**GOAL OF THE EXERCISE:** Your answer should consist of the lines below that hold the word "barrier".

● ● ● ● ●

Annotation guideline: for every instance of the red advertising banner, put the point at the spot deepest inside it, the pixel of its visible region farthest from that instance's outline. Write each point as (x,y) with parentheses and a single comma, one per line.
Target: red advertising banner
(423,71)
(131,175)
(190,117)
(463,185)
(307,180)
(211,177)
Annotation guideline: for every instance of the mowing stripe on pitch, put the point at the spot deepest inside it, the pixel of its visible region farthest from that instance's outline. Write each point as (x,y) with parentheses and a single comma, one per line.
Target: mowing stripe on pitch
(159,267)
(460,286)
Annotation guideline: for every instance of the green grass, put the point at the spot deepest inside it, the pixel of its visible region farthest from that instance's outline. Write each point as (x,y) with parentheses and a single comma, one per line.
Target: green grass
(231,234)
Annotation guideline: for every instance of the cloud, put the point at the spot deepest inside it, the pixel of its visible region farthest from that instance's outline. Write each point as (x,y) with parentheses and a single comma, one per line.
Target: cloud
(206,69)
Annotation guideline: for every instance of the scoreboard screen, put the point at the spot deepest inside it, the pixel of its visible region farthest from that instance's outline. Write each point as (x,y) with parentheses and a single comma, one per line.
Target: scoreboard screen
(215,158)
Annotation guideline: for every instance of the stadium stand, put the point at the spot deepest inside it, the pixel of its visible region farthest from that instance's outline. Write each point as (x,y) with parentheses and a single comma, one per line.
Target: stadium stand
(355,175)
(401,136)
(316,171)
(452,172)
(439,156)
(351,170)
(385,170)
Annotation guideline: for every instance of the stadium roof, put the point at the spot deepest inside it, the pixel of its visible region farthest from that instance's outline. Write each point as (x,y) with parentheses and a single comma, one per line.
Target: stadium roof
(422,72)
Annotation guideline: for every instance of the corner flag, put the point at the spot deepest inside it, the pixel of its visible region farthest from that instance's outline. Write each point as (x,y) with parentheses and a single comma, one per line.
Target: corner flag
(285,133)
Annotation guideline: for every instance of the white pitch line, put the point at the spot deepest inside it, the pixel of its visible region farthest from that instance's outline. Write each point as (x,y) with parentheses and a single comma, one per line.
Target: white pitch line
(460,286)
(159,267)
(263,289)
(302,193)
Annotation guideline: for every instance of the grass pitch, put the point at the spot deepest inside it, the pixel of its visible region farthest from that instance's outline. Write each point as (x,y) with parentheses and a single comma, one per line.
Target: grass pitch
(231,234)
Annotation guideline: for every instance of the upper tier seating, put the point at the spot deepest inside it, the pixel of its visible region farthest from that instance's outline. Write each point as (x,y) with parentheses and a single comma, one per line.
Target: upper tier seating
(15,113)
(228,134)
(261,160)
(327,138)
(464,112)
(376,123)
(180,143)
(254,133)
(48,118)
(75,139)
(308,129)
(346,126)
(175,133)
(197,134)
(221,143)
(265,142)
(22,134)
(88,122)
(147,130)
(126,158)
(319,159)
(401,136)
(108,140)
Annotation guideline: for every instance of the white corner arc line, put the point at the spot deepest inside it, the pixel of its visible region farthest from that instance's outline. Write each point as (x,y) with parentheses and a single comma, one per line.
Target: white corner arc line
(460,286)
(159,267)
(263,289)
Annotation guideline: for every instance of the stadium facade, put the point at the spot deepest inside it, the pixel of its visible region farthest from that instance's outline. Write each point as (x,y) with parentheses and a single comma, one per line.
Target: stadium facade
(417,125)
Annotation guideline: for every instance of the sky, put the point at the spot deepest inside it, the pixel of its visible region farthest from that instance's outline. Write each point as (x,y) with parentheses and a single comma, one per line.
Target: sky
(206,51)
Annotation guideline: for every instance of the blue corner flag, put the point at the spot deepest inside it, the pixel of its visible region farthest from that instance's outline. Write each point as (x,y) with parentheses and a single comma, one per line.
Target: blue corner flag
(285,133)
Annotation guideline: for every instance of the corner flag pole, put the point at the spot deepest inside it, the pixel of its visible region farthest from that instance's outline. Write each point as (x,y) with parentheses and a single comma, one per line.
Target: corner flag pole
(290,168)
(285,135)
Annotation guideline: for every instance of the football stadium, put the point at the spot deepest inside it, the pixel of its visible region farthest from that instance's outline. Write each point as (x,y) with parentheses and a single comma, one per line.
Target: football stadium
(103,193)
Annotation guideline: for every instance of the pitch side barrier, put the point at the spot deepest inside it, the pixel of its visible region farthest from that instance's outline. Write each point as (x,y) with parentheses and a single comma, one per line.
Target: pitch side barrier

● ● ● ● ●

**REPLY:**
Annotation guideline: for every instance of the pitch side barrier, put the point at the spot deepest inside it, the pixel of its visible region farthest from that instance's outline. Write each point as (x,y) with parentheses and a single comma, one per line.
Target: pitch side barrier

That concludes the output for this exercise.